= Goal =
Copy the records below exactly as they appear.

Data records

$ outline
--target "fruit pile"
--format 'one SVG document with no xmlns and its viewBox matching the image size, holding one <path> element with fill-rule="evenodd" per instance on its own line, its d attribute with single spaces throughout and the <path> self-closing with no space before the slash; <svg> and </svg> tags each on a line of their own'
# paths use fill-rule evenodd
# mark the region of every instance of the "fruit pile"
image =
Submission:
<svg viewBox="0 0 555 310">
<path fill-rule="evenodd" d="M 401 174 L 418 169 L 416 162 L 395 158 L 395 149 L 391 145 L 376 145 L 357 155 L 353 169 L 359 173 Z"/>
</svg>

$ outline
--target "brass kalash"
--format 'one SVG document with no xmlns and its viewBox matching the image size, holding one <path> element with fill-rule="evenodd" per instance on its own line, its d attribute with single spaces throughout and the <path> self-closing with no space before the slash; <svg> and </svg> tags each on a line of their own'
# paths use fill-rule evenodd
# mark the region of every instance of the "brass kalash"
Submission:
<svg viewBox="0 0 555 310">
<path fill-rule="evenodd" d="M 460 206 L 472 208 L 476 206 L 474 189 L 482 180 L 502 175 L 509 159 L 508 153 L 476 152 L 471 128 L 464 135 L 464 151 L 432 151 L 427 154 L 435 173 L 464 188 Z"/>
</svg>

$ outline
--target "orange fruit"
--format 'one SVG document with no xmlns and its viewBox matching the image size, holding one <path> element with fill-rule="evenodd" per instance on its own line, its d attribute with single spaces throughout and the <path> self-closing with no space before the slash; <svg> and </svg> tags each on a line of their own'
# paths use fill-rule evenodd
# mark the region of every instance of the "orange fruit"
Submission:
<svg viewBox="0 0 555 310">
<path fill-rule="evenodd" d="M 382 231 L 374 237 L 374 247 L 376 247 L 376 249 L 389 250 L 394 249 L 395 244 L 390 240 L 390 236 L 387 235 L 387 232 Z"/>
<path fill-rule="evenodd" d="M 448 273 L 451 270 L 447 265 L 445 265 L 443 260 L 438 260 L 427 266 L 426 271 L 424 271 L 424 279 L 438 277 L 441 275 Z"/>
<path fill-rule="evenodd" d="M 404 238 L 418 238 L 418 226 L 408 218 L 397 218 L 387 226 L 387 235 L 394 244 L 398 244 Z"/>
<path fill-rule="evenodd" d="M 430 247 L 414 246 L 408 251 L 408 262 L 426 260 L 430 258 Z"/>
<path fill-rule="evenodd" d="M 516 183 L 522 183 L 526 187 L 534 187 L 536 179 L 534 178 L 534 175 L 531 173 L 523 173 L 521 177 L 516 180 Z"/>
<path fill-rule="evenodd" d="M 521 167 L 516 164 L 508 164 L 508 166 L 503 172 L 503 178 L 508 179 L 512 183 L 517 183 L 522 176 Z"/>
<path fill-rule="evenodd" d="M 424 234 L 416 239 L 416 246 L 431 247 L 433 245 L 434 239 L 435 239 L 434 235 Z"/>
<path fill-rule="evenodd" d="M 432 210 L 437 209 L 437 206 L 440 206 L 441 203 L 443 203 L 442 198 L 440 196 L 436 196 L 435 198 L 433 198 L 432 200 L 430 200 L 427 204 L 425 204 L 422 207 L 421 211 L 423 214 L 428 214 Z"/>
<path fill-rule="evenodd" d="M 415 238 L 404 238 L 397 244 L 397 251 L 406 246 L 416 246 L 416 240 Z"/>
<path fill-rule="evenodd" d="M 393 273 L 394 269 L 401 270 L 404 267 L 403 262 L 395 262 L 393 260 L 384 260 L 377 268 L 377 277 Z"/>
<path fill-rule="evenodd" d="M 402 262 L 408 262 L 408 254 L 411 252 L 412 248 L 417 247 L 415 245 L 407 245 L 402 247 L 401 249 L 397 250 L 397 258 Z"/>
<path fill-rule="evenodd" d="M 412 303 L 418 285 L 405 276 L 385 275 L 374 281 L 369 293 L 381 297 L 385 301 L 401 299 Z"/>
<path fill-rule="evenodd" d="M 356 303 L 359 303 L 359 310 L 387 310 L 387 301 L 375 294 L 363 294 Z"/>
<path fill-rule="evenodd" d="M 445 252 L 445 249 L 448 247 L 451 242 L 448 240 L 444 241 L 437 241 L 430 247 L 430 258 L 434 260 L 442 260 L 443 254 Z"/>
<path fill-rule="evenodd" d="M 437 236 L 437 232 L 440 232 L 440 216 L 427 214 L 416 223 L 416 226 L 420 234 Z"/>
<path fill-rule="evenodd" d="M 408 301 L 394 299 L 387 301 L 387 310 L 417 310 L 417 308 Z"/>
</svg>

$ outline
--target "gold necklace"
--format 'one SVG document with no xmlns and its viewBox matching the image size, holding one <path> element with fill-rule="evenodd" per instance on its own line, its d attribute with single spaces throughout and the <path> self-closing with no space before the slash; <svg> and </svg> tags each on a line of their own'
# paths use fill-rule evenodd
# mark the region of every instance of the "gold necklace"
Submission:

= Exercise response =
$ outline
--target "fruit pile"
--format 'one SVG document with no xmlns and its viewBox matching the image size, holding one <path> element with fill-rule="evenodd" per instance on its own line, its d attribute with single spaces throughout and the <path> self-closing with no space before the slash; <svg> and </svg> tags each on a line of their own'
# paths use fill-rule evenodd
# mark the region of every instance of the "fruit pile"
image =
Submission:
<svg viewBox="0 0 555 310">
<path fill-rule="evenodd" d="M 401 174 L 418 169 L 416 162 L 395 158 L 395 149 L 391 145 L 376 145 L 357 155 L 353 169 L 359 173 Z"/>
</svg>

$ outline
--target "brass kalash"
--format 'one SVG document with no xmlns and its viewBox matching the image size, holding one <path> element with fill-rule="evenodd" per instance on its own line, its d attribute with single spaces throughout and the <path> self-closing with no space before the slash; <svg> and </svg> tags each on a line of their own'
# paths use fill-rule evenodd
# mark the region of every instance of the "brass kalash"
Submission:
<svg viewBox="0 0 555 310">
<path fill-rule="evenodd" d="M 460 206 L 472 208 L 476 206 L 474 189 L 482 180 L 502 175 L 509 159 L 508 153 L 476 152 L 471 128 L 464 135 L 464 151 L 432 151 L 427 154 L 435 173 L 464 188 Z"/>
</svg>

$ outline
--target "orange fruit"
--format 'one SVG document with no xmlns and its viewBox matching the image size, holding one <path> element with fill-rule="evenodd" per instance on its own line, its d attribute with single spaces throughout and the <path> self-closing with no space before the slash; <svg> and </svg> tags each on a line of their own'
# paths use fill-rule evenodd
# mark the region of every instance of the "orange fruit"
Submission:
<svg viewBox="0 0 555 310">
<path fill-rule="evenodd" d="M 382 231 L 374 237 L 374 247 L 376 247 L 376 249 L 389 250 L 394 249 L 395 244 L 390 240 L 390 236 L 387 235 L 387 232 Z"/>
<path fill-rule="evenodd" d="M 448 273 L 451 270 L 447 265 L 445 265 L 443 260 L 438 260 L 427 266 L 426 271 L 424 271 L 424 279 L 438 277 L 441 275 Z"/>
<path fill-rule="evenodd" d="M 404 238 L 418 238 L 418 226 L 408 218 L 397 218 L 387 226 L 387 235 L 394 244 L 398 244 Z"/>
<path fill-rule="evenodd" d="M 430 247 L 414 246 L 408 251 L 408 262 L 426 260 L 430 258 Z"/>
<path fill-rule="evenodd" d="M 516 183 L 522 183 L 526 187 L 534 187 L 536 179 L 534 178 L 534 175 L 531 173 L 523 173 L 521 177 L 516 180 Z"/>
<path fill-rule="evenodd" d="M 521 167 L 516 164 L 508 164 L 508 166 L 503 172 L 503 178 L 508 179 L 512 183 L 517 183 L 522 176 Z"/>
<path fill-rule="evenodd" d="M 424 234 L 416 239 L 416 246 L 431 247 L 433 245 L 434 239 L 435 239 L 434 235 Z"/>
<path fill-rule="evenodd" d="M 432 210 L 437 209 L 437 206 L 440 206 L 441 203 L 443 203 L 442 198 L 440 196 L 436 196 L 435 198 L 433 198 L 432 200 L 430 200 L 427 204 L 425 204 L 422 207 L 421 211 L 423 214 L 428 214 Z"/>
<path fill-rule="evenodd" d="M 415 238 L 404 238 L 397 244 L 397 251 L 406 246 L 416 246 L 416 240 Z"/>
<path fill-rule="evenodd" d="M 393 273 L 394 269 L 401 270 L 404 267 L 403 262 L 395 262 L 393 260 L 384 260 L 377 268 L 377 277 Z"/>
<path fill-rule="evenodd" d="M 402 262 L 408 262 L 408 254 L 411 252 L 412 248 L 417 247 L 415 245 L 407 245 L 402 247 L 401 249 L 397 250 L 397 258 Z"/>
<path fill-rule="evenodd" d="M 412 303 L 418 285 L 405 276 L 385 275 L 374 281 L 369 293 L 381 297 L 385 301 L 401 299 Z"/>
<path fill-rule="evenodd" d="M 356 303 L 359 303 L 359 310 L 387 310 L 387 301 L 375 294 L 363 294 Z"/>
<path fill-rule="evenodd" d="M 445 252 L 445 249 L 448 247 L 451 242 L 448 240 L 444 241 L 437 241 L 430 247 L 430 258 L 434 260 L 442 260 L 443 254 Z"/>
<path fill-rule="evenodd" d="M 437 236 L 437 232 L 440 232 L 440 216 L 427 214 L 416 223 L 416 226 L 420 234 Z"/>
<path fill-rule="evenodd" d="M 408 301 L 394 299 L 387 301 L 387 310 L 417 310 L 417 308 Z"/>
</svg>

$ outline
--target "gold necklace"
--format 'one SVG document with no xmlns and its viewBox matching the image size, holding one <path> element with fill-rule="evenodd" per instance on its own line, its d attribute with single spaces throughout and the <path> self-closing with no space before the slash; <svg> and </svg> tags each on a line of their own'
# paths use fill-rule evenodd
# mark the region of every instance of the "gold necklace"
Submission:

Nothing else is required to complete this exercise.